**Supplied text**
########

Thursday, April 28, 2016

Mount TBR Unofficial Checkpoint

I missed the deadline to post the checkpoint, but here it is anyway. Click the date posted to go to the review.

1/ The Case of the Silent Partner – Erle Stanley Gardner

2/ The Life and Many Deaths of Harry Houdini – Ruth Brandon

3/ Nightless City - J.E. de Becker

4/ The Pew Group – Anthony Oliver

5/ Johnny Underground – Patricia Moyes

6/ From the Sahara to Samarkand: Selected Travel Writings of Rosita Forbes 1919-1937

7/ Silent Thunder – Loren Estlemann

8/ Hedy Lamarr – Ruth Barton

9/ The Case of the Dangerous Dowager – Erle Stanley Gardner

10/ For the Thrill of It – Simon Baatz

11/ Pick Up Sticks – Emma Lathen

12/ The Hider – Loren D. Estleman

Monday, April 25, 2016

Mount TBR #12

I read this book for the Mount TBR Reading Challenge hosted over at My Reader’s Block from January 1 – December 31, 2016. The challenge is to read books that you already own.

The Hider – Loren D. Estleman

This 1978 western combines elements of the genres historical novel, action chase, coming of age, and the passing of the old west. You’d think keeping these balls in the air would tax any writer that was writing his first western. But not when that writer is Estleman, who has been writing popular westerns and mysteries ever since.

The novel opens with 18-year-old Jeff Curry, winding up a skimpy estate after the death of this dipsomaniac father. He meets Jack Butterworth, an old hider who is on the trail of the last buffalo in the US. But Jack is unlike the psychotic Ahab in his quest after the white whale. Jack possesses stoic virtues. He accepts events as they turn out, without fretting and fuming that reality isn’t working out the way it is supposed to. He rolls with adversity and misfortune, flexible enough to identify what he can control and what is out of his hands.

########

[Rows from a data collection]

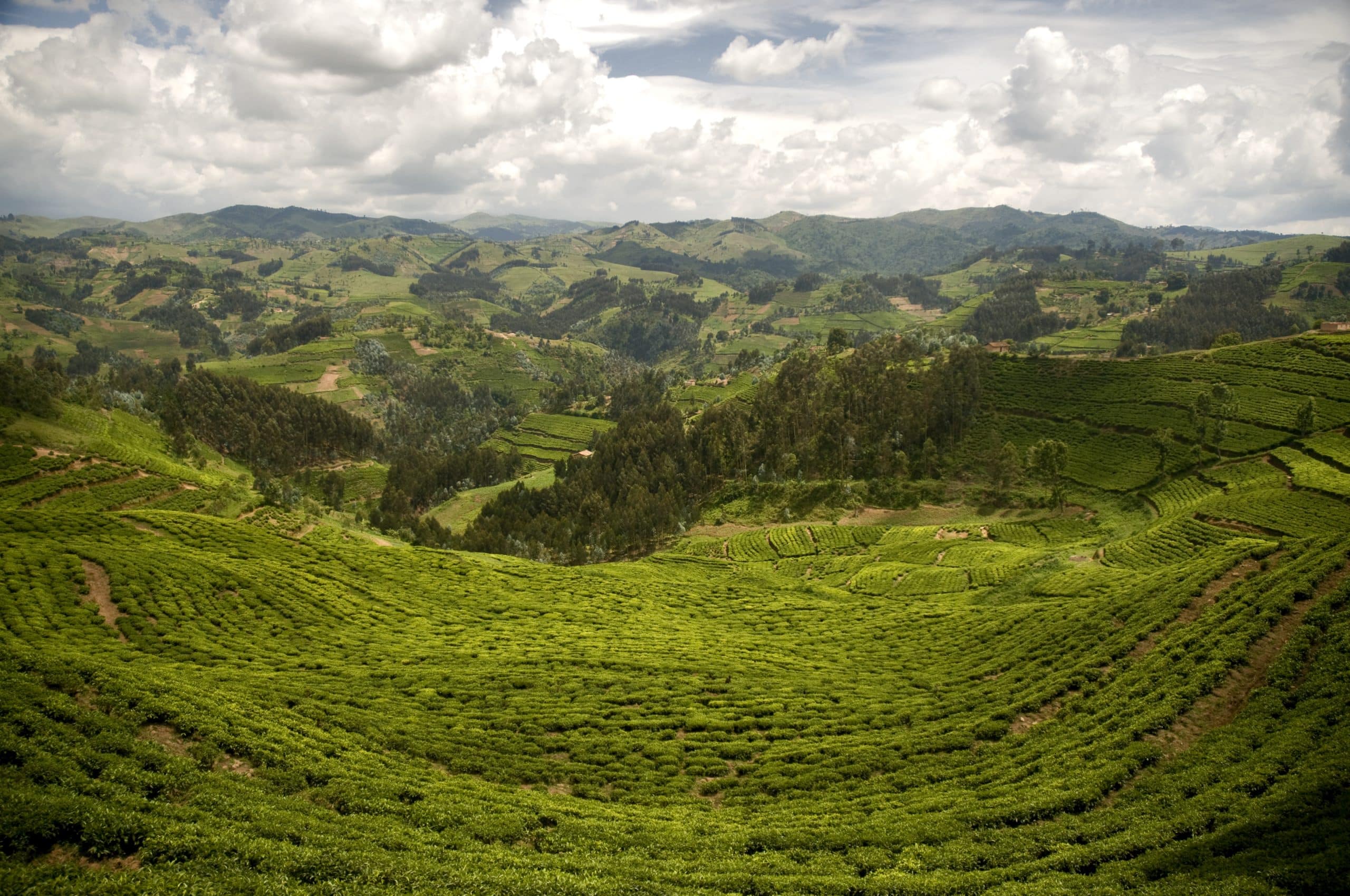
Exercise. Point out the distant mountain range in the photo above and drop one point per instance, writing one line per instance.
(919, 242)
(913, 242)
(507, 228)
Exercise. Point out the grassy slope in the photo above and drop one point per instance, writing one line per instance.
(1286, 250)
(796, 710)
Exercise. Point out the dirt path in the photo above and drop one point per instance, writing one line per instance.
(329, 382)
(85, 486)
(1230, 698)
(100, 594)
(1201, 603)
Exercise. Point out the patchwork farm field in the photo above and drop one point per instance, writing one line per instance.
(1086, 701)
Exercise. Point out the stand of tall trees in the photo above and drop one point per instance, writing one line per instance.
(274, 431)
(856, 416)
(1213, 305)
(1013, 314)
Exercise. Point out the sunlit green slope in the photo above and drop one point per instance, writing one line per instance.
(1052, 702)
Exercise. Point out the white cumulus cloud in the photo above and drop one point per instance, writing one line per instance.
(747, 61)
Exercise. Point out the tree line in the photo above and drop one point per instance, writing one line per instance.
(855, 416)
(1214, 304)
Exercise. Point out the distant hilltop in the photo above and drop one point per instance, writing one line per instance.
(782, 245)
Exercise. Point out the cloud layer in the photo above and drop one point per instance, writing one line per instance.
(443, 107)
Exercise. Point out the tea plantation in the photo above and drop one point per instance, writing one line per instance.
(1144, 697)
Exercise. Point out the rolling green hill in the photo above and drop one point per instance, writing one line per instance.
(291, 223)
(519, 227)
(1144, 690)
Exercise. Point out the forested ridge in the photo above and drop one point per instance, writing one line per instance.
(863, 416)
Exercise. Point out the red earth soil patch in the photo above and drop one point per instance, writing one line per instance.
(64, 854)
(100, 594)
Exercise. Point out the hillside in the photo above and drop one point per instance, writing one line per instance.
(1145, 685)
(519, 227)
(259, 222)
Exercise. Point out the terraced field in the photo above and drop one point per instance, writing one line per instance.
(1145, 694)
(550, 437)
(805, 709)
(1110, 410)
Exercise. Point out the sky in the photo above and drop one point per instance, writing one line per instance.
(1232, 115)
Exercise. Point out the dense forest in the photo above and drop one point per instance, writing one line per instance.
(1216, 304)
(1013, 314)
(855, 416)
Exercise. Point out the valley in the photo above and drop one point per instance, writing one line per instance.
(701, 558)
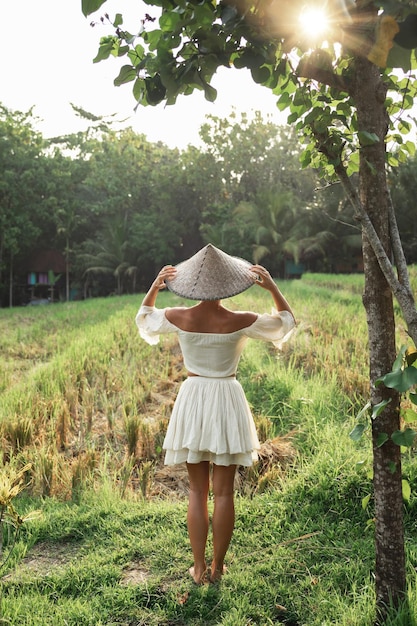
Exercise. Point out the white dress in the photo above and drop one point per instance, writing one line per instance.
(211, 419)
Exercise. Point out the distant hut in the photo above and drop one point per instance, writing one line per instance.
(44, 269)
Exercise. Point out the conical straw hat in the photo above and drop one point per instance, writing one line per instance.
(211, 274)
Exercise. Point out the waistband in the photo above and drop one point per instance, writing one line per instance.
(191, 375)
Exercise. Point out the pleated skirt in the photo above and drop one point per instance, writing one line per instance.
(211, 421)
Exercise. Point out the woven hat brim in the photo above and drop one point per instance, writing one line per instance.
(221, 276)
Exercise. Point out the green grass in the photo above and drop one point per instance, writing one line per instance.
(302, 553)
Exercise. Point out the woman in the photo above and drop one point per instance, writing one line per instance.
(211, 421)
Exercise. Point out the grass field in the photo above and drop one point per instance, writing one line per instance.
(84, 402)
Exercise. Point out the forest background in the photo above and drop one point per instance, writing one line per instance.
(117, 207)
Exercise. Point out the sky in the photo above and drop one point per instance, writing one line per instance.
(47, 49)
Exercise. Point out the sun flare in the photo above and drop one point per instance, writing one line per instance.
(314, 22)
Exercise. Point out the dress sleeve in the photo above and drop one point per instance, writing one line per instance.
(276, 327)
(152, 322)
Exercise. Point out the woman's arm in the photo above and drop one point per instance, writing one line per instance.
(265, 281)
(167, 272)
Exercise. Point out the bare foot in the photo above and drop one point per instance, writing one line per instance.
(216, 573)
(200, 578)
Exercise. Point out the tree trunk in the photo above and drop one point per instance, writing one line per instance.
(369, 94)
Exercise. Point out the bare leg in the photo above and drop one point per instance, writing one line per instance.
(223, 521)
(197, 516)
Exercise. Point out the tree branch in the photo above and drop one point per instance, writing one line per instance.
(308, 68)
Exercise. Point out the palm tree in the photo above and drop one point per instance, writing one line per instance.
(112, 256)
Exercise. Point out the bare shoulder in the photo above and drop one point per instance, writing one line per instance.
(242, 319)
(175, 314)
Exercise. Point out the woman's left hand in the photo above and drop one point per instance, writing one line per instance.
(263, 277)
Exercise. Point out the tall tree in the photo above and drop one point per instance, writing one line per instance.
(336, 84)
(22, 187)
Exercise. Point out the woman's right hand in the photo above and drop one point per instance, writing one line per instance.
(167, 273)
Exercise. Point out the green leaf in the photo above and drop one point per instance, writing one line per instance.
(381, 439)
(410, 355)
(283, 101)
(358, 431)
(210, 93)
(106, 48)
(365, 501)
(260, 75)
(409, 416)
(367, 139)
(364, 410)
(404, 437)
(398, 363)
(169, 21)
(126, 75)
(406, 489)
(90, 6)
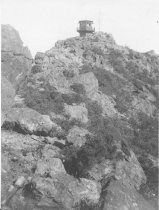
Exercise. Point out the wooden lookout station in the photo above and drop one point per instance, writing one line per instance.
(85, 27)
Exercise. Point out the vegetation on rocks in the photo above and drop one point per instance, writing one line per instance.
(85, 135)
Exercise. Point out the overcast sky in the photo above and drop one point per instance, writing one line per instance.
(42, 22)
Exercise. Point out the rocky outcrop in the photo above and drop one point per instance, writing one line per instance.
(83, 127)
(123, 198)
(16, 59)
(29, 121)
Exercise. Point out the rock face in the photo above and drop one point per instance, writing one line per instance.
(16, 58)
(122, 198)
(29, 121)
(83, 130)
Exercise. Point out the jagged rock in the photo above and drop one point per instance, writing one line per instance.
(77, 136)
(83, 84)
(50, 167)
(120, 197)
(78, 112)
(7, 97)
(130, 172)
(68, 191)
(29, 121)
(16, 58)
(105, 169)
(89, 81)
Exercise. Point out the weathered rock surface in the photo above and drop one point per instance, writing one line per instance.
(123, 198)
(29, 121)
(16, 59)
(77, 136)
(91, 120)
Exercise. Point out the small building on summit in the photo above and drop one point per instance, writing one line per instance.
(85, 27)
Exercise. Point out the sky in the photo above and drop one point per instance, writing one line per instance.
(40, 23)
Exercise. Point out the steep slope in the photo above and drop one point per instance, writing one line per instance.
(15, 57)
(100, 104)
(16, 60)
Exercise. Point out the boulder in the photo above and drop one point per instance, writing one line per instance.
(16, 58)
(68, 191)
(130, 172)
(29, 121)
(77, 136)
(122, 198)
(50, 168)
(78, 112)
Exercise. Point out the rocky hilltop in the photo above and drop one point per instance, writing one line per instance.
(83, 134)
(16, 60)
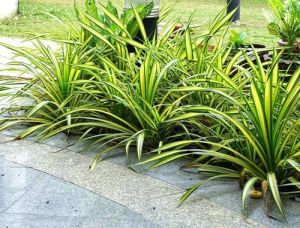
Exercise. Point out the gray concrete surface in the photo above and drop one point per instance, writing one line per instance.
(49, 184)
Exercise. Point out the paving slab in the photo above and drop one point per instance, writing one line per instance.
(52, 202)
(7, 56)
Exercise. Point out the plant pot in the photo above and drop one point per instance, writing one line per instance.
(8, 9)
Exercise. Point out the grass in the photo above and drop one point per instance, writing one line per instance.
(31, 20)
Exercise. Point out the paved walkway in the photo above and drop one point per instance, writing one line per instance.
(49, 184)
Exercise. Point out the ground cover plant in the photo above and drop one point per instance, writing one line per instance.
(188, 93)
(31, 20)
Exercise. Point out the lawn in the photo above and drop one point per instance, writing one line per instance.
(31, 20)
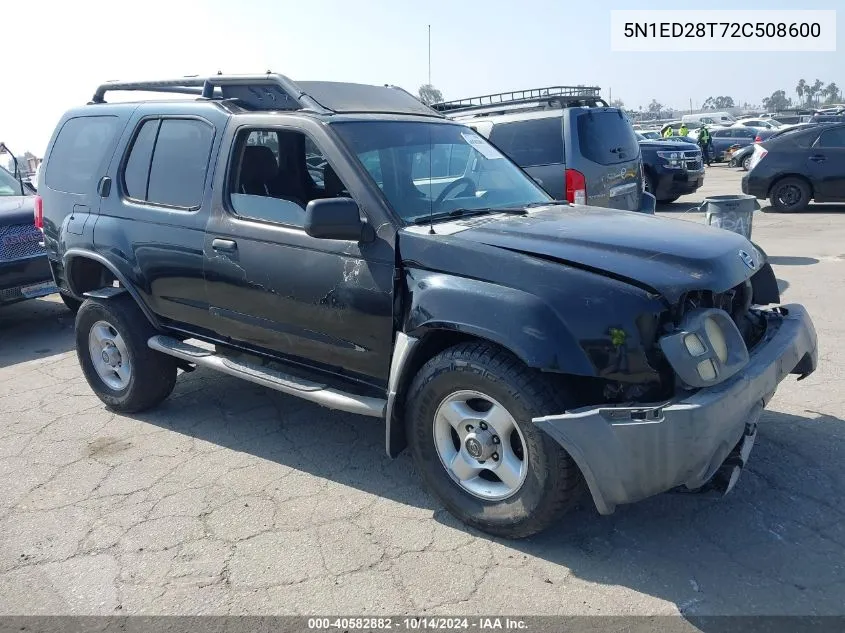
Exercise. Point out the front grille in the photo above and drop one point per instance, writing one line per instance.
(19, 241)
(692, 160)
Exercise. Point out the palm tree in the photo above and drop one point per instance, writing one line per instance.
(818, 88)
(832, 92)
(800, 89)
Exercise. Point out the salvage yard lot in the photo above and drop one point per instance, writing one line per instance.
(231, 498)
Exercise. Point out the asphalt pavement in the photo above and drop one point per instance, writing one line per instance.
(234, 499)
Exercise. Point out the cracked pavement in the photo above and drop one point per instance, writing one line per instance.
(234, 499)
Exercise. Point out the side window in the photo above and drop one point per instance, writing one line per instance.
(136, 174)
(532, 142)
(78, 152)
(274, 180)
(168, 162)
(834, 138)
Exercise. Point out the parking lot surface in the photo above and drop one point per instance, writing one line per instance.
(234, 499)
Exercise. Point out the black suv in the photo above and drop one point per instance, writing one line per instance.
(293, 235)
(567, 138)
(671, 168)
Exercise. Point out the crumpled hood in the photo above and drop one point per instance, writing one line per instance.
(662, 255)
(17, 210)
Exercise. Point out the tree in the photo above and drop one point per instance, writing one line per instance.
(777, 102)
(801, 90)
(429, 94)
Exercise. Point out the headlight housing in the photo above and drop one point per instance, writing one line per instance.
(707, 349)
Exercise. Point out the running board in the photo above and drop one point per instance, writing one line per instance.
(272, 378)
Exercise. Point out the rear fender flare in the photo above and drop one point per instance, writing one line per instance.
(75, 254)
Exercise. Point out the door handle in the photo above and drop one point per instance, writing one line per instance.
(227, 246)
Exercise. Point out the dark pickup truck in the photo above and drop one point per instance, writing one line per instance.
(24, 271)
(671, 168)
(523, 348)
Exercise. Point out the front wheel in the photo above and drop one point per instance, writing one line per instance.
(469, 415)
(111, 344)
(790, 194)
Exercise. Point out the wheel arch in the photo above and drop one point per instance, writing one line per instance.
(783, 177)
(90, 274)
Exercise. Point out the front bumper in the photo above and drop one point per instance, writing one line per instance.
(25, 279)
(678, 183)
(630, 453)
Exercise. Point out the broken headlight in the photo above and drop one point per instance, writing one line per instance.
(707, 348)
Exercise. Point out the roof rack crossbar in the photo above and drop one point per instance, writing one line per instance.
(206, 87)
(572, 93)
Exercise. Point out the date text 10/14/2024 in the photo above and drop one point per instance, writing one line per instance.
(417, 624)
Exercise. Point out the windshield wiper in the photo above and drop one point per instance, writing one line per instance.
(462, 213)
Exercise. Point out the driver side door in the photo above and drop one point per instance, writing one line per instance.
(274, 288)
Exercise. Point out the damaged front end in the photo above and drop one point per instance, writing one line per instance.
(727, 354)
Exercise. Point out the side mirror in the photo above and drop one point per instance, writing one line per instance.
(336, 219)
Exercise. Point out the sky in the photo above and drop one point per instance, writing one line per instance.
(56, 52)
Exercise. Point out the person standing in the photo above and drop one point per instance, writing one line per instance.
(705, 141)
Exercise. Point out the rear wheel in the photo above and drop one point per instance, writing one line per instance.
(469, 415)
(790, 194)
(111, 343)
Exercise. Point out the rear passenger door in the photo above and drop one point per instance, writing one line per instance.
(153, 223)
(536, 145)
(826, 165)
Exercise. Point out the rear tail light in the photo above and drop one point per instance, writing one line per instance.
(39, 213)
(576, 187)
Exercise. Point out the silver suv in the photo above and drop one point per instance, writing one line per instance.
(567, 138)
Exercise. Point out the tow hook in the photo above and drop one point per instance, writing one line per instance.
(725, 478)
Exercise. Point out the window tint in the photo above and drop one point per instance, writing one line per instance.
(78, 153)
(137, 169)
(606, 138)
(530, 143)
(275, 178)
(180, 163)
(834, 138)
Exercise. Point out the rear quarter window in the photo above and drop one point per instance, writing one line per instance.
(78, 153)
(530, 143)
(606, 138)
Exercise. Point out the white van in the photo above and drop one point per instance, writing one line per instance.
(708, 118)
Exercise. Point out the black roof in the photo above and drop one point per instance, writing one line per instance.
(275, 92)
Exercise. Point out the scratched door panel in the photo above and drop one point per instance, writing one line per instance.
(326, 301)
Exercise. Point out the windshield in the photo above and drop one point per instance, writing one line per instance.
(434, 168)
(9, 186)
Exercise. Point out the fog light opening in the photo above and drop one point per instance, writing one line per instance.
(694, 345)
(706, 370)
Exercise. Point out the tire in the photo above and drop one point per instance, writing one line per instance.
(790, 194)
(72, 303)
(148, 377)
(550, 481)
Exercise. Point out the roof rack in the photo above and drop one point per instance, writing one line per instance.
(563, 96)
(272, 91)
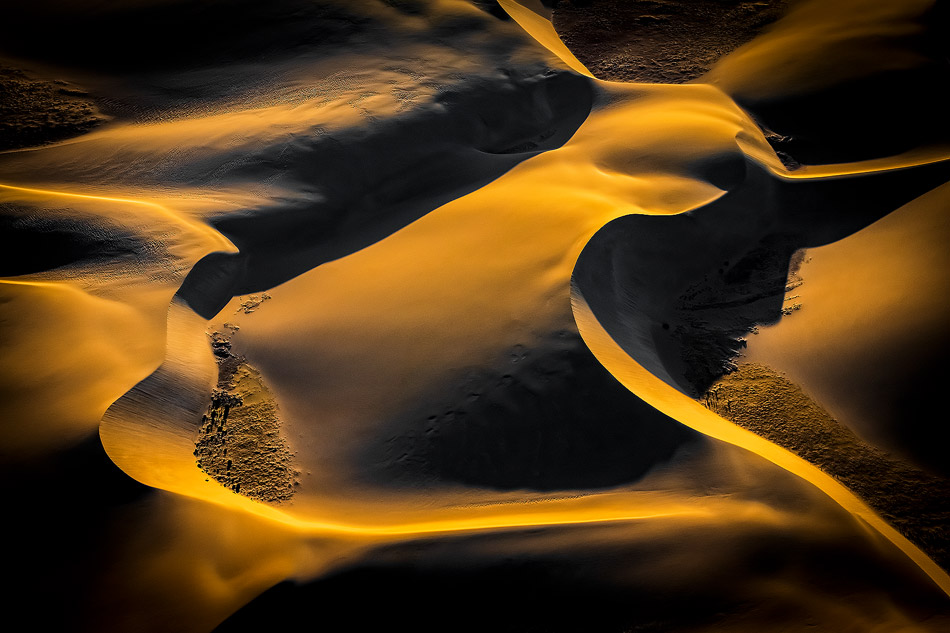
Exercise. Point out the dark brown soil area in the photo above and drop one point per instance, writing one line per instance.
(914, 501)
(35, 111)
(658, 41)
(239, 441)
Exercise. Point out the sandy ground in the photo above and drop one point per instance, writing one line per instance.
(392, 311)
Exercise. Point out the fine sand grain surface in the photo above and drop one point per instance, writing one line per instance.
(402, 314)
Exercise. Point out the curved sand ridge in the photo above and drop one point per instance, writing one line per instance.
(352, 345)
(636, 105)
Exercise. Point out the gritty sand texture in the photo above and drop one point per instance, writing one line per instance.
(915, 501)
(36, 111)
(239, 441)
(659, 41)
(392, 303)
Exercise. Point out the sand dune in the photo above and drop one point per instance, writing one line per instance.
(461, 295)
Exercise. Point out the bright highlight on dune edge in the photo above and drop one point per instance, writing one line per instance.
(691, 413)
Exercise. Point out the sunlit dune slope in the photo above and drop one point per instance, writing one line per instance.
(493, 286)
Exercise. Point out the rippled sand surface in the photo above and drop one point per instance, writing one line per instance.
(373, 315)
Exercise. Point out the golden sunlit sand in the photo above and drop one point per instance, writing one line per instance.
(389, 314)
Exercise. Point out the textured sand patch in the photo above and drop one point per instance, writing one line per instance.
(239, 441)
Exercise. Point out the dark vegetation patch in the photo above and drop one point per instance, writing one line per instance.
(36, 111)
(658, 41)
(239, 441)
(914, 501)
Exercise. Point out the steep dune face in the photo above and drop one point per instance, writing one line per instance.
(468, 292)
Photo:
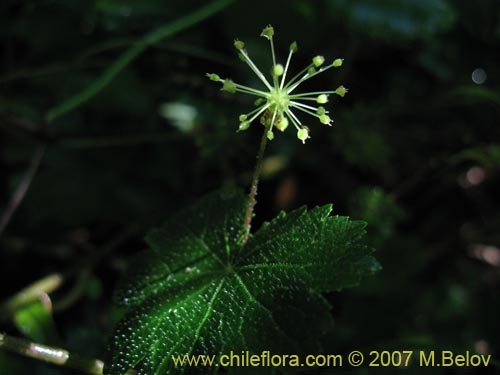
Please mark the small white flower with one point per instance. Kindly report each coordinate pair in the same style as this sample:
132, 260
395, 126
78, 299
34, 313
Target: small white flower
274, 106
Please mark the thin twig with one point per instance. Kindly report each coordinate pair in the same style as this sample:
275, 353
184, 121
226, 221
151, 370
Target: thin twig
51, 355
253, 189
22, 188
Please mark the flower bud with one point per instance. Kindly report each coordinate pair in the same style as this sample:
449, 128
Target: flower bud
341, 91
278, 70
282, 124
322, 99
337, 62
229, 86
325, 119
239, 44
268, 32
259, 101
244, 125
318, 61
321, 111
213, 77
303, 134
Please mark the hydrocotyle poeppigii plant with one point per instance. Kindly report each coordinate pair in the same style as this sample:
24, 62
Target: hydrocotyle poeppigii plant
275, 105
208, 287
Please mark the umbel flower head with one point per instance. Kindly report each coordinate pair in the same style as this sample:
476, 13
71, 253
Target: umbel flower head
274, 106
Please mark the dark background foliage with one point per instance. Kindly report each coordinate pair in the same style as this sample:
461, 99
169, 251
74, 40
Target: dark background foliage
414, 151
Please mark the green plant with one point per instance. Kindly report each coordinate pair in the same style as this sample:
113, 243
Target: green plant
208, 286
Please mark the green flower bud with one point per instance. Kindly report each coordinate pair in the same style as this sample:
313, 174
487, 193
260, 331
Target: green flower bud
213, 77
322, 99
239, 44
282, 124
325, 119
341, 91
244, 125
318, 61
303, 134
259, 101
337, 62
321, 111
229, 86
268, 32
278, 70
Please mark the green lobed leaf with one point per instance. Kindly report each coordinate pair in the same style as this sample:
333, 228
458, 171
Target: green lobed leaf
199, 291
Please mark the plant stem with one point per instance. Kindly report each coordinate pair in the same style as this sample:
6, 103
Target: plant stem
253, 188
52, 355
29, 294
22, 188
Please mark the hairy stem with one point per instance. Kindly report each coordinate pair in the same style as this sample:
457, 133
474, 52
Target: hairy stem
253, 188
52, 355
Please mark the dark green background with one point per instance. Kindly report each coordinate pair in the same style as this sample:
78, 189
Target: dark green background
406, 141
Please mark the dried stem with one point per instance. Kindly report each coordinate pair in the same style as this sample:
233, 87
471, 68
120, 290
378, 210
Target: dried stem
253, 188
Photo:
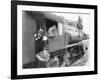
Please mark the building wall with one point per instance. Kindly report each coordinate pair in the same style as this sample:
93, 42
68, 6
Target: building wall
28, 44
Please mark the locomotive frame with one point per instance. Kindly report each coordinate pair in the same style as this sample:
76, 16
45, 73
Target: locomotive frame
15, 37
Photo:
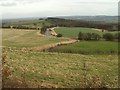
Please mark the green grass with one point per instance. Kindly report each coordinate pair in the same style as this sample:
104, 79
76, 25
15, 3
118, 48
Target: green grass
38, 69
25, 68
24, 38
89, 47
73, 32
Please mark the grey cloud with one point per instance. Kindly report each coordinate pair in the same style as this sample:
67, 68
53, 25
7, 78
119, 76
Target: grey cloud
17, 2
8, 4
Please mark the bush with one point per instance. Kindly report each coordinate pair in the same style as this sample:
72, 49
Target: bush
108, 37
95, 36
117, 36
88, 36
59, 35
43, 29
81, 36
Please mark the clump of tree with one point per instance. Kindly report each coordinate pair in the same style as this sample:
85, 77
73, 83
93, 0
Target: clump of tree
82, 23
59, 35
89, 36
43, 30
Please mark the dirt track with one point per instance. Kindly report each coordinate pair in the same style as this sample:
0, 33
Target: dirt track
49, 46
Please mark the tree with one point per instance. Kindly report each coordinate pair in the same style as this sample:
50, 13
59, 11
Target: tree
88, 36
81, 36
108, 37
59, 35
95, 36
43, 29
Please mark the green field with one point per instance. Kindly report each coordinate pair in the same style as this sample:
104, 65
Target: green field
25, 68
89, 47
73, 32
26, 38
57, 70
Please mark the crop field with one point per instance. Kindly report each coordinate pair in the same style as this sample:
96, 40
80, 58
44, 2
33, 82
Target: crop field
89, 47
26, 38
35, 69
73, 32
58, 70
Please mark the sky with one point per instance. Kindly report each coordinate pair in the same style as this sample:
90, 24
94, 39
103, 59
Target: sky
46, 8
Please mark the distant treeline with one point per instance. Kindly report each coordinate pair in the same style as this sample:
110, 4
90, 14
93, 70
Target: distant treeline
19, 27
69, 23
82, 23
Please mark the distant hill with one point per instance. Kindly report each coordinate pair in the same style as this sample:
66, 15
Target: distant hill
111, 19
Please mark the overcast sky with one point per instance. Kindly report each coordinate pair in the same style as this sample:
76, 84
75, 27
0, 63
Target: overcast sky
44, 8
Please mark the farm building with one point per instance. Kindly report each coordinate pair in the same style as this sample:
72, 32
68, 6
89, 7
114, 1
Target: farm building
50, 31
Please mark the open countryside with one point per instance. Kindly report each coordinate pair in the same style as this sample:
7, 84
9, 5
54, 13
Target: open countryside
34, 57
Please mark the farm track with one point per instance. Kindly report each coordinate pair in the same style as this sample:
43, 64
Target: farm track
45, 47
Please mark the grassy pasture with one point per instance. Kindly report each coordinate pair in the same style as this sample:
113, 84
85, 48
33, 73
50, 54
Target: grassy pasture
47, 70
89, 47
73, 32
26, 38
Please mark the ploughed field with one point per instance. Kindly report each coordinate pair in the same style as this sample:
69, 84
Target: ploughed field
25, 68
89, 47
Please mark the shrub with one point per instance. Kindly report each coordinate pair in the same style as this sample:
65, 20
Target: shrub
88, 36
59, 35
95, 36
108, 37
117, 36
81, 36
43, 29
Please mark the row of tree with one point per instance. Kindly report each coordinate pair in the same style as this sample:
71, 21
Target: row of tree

########

**Parts of the exercise**
1) According to the blog text, why did the writer read The Hider? Answer in one to three sentences.
2) Return everything in the blog text from "12/ The Hider" down to "mysteries ever since.".
You can do without the rows entirely.

**Replies**
1) The writer read it for the Mount TBR Reading Challenge, hosted at My Reader's Block from January 1 to December 31, 2016. The challenge is to read books you already own.

2)
12/ The Hider – Loren D. Estleman

Monday, April 25, 2016

Mount TBR #12

I read this book for the Mount TBR Reading Challenge hosted over at My Reader’s Block from January 1 – December 31, 2016. The challenge is to read books that you already own.

The Hider – Loren D. Estleman

This 1978 western combines elements of the genres historical novel, action chase, coming of age, and the passing of the old west. You’d think keeping these balls in the air would tax any writer that was writing his first western. But not when that writer is Estleman, who has been writing popular westerns and mysteries ever since.